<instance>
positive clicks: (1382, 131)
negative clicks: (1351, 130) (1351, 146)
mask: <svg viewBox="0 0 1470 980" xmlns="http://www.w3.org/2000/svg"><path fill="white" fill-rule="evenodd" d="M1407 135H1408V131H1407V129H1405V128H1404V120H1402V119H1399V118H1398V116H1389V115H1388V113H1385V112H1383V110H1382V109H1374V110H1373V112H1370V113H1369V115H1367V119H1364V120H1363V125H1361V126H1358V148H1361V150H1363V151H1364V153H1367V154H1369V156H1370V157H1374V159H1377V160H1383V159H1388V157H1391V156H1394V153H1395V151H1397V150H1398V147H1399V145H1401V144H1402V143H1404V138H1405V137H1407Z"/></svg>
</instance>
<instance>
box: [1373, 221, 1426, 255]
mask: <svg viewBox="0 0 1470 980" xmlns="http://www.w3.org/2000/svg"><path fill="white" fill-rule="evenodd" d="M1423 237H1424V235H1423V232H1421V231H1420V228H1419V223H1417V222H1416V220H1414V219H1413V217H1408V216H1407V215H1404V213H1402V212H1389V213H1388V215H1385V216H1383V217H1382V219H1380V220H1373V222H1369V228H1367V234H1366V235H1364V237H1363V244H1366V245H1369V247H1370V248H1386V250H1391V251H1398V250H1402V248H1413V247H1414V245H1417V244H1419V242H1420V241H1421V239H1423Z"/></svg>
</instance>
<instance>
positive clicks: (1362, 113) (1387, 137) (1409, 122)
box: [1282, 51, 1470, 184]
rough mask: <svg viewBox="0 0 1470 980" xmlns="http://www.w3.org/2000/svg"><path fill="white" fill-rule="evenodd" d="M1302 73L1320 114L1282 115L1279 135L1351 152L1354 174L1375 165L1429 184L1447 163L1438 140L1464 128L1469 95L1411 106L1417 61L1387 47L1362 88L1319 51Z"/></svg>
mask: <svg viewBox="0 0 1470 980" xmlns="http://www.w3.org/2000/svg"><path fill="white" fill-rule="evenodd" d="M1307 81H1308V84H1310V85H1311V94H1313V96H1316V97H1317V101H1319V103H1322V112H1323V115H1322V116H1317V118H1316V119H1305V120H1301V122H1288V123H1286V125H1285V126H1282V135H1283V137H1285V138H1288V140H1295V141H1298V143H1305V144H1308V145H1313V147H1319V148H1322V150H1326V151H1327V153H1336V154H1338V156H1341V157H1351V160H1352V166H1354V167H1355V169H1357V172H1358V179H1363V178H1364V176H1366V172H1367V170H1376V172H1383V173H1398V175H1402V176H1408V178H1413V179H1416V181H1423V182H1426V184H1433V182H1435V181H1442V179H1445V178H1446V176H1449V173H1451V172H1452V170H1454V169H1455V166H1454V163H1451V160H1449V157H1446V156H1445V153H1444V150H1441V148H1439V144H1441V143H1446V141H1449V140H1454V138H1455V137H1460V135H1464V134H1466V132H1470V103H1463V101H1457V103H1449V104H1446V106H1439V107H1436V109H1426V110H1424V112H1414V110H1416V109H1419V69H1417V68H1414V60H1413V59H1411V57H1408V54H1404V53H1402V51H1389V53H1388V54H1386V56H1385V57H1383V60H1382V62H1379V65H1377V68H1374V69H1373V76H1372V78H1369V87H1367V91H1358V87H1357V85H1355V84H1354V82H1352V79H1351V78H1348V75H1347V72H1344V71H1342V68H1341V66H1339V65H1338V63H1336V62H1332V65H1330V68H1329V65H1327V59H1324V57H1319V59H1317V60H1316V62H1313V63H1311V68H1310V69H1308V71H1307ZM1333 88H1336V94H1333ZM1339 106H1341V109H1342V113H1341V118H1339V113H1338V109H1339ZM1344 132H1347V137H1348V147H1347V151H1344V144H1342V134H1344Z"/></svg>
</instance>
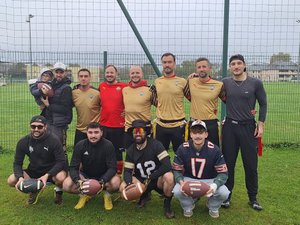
· · · ·
• ASSIGNED TASK
Copy out every line of the material above precisely, omitting the pictures.

• OUTPUT BELOW
<instance>
positive clicks: (1382, 131)
negative clicks: (1351, 130) (1351, 146)
mask: <svg viewBox="0 0 1470 980" xmlns="http://www.w3.org/2000/svg"><path fill="white" fill-rule="evenodd" d="M1407 135H1408V131H1407V129H1405V128H1404V120H1402V119H1399V118H1398V116H1389V115H1388V113H1385V112H1383V110H1382V109H1374V110H1373V112H1370V113H1369V115H1367V119H1364V120H1363V125H1361V126H1358V148H1361V150H1363V151H1364V153H1367V154H1369V156H1370V157H1374V159H1377V160H1383V159H1388V157H1391V156H1394V153H1395V151H1397V150H1398V147H1399V145H1401V144H1402V143H1404V138H1405V137H1407Z"/></svg>
</instance>
<instance>
box: [1373, 221, 1426, 255]
mask: <svg viewBox="0 0 1470 980" xmlns="http://www.w3.org/2000/svg"><path fill="white" fill-rule="evenodd" d="M1423 237H1424V235H1423V232H1421V231H1420V228H1419V223H1417V222H1416V220H1414V219H1413V217H1408V216H1407V215H1404V213H1402V212H1389V213H1388V215H1385V216H1383V217H1382V219H1380V220H1373V222H1369V228H1367V234H1366V235H1364V237H1363V244H1366V245H1369V247H1370V248H1386V250H1391V251H1398V250H1402V248H1413V247H1414V245H1417V244H1419V242H1420V241H1421V239H1423Z"/></svg>
</instance>
<instance>
positive clicks: (1362, 113) (1387, 137) (1409, 122)
box: [1282, 51, 1470, 184]
rough mask: <svg viewBox="0 0 1470 980" xmlns="http://www.w3.org/2000/svg"><path fill="white" fill-rule="evenodd" d="M1302 73L1320 114L1282 115L1279 135L1351 152L1354 174L1375 165L1429 184L1447 163L1438 140L1464 128L1469 95L1411 106L1417 61L1387 47L1362 88L1319 51Z"/></svg>
mask: <svg viewBox="0 0 1470 980" xmlns="http://www.w3.org/2000/svg"><path fill="white" fill-rule="evenodd" d="M1307 81H1308V84H1310V85H1311V94H1313V96H1316V97H1317V101H1319V103H1322V112H1323V115H1322V116H1317V118H1316V119H1305V120H1301V122H1288V123H1286V125H1285V126H1282V135H1283V137H1285V138H1288V140H1295V141H1298V143H1305V144H1308V145H1313V147H1319V148H1322V150H1326V151H1327V153H1336V154H1338V156H1341V157H1351V160H1352V166H1354V167H1355V169H1357V172H1358V179H1363V178H1364V176H1366V172H1367V170H1376V172H1383V173H1398V175H1402V176H1408V178H1413V179H1416V181H1423V182H1426V184H1433V182H1435V181H1442V179H1445V178H1446V176H1449V173H1451V172H1452V170H1454V169H1455V166H1454V163H1451V160H1449V157H1446V156H1445V153H1444V150H1441V148H1439V144H1441V143H1446V141H1449V140H1454V138H1455V137H1460V135H1464V134H1466V132H1470V103H1463V101H1457V103H1449V104H1446V106H1439V107H1436V109H1426V110H1424V112H1414V110H1416V109H1419V69H1417V68H1414V60H1413V59H1411V57H1408V54H1404V53H1402V51H1389V53H1388V54H1386V56H1385V57H1383V60H1382V62H1379V65H1377V68H1374V69H1373V76H1372V78H1369V87H1367V91H1358V87H1357V85H1355V84H1354V82H1352V79H1351V78H1348V75H1347V72H1344V71H1342V68H1341V66H1339V65H1338V63H1336V62H1332V65H1330V68H1329V65H1327V59H1324V57H1319V59H1317V60H1316V62H1313V63H1311V68H1310V69H1308V71H1307ZM1333 88H1336V94H1333ZM1339 106H1341V109H1342V113H1341V118H1339V113H1338V109H1339ZM1344 132H1347V137H1348V147H1347V151H1344V144H1342V134H1344Z"/></svg>
</instance>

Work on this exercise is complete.